### [YOUR OBJECTIVE]
What follows is a listing; restate every line of it word for word.

———

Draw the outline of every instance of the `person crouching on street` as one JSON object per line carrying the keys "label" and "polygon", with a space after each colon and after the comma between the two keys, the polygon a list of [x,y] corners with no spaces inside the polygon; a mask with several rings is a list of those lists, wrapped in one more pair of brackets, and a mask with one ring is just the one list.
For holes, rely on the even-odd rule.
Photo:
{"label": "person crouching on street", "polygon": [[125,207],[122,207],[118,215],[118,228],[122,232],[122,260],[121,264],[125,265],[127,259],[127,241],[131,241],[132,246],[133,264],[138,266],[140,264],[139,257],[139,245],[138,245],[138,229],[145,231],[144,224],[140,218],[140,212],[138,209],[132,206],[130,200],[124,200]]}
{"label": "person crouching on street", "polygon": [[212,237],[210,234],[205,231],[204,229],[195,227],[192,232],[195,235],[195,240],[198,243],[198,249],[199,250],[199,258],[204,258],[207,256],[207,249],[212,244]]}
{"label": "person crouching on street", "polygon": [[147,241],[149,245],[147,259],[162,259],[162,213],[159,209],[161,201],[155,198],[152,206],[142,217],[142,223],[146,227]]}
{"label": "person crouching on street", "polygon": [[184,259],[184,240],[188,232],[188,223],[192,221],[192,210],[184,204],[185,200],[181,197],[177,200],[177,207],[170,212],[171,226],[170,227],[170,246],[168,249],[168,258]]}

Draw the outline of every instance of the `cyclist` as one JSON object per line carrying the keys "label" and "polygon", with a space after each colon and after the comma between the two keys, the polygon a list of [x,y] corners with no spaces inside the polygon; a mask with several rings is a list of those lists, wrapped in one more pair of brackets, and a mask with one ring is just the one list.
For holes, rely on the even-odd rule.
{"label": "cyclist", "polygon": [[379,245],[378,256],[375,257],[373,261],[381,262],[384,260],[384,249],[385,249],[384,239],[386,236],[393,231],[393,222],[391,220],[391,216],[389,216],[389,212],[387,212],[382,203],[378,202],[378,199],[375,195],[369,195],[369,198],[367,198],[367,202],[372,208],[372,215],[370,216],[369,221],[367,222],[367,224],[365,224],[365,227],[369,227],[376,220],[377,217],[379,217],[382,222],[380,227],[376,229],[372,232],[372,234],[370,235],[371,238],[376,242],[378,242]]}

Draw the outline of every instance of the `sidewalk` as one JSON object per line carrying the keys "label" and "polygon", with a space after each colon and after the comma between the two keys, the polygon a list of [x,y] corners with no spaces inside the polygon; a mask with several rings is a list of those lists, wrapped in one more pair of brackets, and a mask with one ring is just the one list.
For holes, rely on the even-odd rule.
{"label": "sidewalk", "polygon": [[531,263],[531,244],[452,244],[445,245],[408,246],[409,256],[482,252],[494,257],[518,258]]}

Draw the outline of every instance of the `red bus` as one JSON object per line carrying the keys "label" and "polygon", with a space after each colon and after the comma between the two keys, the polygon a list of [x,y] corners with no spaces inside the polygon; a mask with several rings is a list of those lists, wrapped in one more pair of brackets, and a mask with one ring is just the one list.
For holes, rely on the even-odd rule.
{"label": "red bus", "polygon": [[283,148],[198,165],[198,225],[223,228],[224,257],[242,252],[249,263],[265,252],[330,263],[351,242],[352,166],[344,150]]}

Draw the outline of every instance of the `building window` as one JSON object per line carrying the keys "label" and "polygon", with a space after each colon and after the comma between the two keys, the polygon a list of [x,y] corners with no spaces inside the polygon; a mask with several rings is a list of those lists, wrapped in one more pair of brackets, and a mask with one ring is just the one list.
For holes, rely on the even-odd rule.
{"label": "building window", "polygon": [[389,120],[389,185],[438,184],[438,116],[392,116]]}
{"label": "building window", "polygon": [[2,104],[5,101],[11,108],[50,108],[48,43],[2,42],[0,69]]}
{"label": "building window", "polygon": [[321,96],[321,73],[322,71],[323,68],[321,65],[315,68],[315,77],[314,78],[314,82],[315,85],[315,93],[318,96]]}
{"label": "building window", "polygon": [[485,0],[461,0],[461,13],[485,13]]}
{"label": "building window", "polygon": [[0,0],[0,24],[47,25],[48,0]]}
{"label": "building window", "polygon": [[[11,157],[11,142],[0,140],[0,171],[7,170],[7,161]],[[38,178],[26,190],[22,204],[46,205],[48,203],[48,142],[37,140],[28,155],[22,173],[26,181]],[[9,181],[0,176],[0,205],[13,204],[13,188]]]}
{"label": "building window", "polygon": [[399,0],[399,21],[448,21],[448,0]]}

———

### [OUTPUT OF THE TASK]
Draw the outline of every instance of the `person crouching on street` as one JSON object per line carrying the keys "label" and "polygon", with a space after each colon and after the comma between the two keys, the polygon a list of [x,y] corners with no spaces inside the polygon; a mask with several rings is a list of those lists, wrapped in one more pair of brackets, and a mask with one ring is just the one list.
For holes, rely on the even-odd rule.
Photo:
{"label": "person crouching on street", "polygon": [[125,207],[122,207],[118,215],[118,228],[122,232],[122,260],[121,264],[125,265],[127,259],[127,241],[131,241],[132,246],[133,264],[138,266],[140,264],[139,257],[139,245],[138,245],[138,229],[145,231],[144,224],[140,218],[140,212],[138,209],[132,206],[130,200],[124,200]]}
{"label": "person crouching on street", "polygon": [[212,237],[210,234],[205,231],[204,229],[195,227],[192,232],[195,235],[195,240],[198,243],[198,249],[199,250],[199,258],[204,258],[207,256],[207,249],[212,244]]}
{"label": "person crouching on street", "polygon": [[147,241],[149,245],[147,259],[162,259],[162,213],[159,209],[161,201],[155,198],[152,206],[142,217],[142,223],[146,227]]}
{"label": "person crouching on street", "polygon": [[184,259],[184,240],[188,232],[188,223],[192,221],[192,210],[184,204],[185,200],[181,197],[177,200],[177,207],[170,212],[171,226],[170,227],[170,246],[168,249],[168,258]]}

Draw the outline of every instance of the `cyclist` as one JSON object per line carrying the keys "label" and "polygon", with a space after each colon and after the comma between the two keys, the polygon a list of [x,y] corners with no spaces inside the polygon; a mask with several rings is a list of those lists, wrapped in one more pair of brackets, and a mask with one ring is just the one list.
For holes, rely on the even-odd rule.
{"label": "cyclist", "polygon": [[379,245],[378,256],[375,257],[373,261],[381,262],[384,260],[384,249],[385,249],[384,239],[386,236],[393,231],[393,222],[391,220],[391,216],[389,216],[389,212],[387,212],[382,203],[378,202],[378,199],[375,195],[369,195],[369,198],[367,198],[367,202],[372,208],[372,215],[370,216],[369,221],[367,222],[367,224],[365,224],[365,227],[369,227],[376,220],[377,217],[379,217],[382,222],[380,227],[376,229],[372,232],[372,234],[370,235],[371,238],[376,242],[378,242]]}

Draw the outline of every instance of the `sidewalk` as one JSON object per line carrying the keys "label" and "polygon", with a space after each colon and after the comma between the two keys, the polygon a list of [x,y] corners with no spaces inside the polygon; a mask with several rings is a list of those lists, wrapped in one more pair of brackets, and a mask with one ring is just the one list.
For holes, rely on the even-odd rule.
{"label": "sidewalk", "polygon": [[531,263],[531,244],[452,244],[445,245],[408,246],[409,256],[482,252],[494,257],[518,258]]}

Draw the outline of every instance of the `red bus` as one JSON object per line carrying the keys "label" and "polygon", with a space after each colon and after the comma between the two keys, the polygon a list of [x,y] corners with no spaces inside the polygon; a mask with several rings is a list of those lists, wrapped in one more pair of brackets, and a mask with one ring is just the one list.
For holes, rely on the even-odd rule.
{"label": "red bus", "polygon": [[283,148],[198,165],[198,225],[223,228],[224,257],[242,252],[249,263],[265,252],[330,263],[351,242],[352,166],[344,150]]}

Draw the outline of every instance of the `building window` as one JSON object per line carrying the keys "label" and "polygon", with a space after each colon and after the comma between the two keys, the polygon a list of [x,y] corners with no spaces inside the polygon; a mask with several rings is a list of those lists, wrapped in one more pair of brackets, and a mask with one ring is just the one list.
For holes, rely on the even-odd rule.
{"label": "building window", "polygon": [[389,120],[389,185],[438,184],[438,116],[392,116]]}
{"label": "building window", "polygon": [[2,104],[5,101],[11,108],[50,108],[48,43],[2,42],[0,69]]}
{"label": "building window", "polygon": [[321,96],[321,73],[322,71],[323,68],[321,65],[315,68],[315,77],[314,78],[314,82],[315,85],[315,93],[318,96]]}
{"label": "building window", "polygon": [[485,0],[461,0],[461,13],[485,13]]}
{"label": "building window", "polygon": [[0,0],[0,24],[47,25],[48,0]]}
{"label": "building window", "polygon": [[[11,157],[11,142],[0,140],[0,171],[7,170],[7,161]],[[38,178],[26,190],[22,204],[46,205],[48,203],[48,142],[37,140],[28,155],[22,173],[26,181]],[[9,181],[0,176],[0,205],[13,204],[13,188]]]}
{"label": "building window", "polygon": [[399,0],[399,21],[448,21],[448,0]]}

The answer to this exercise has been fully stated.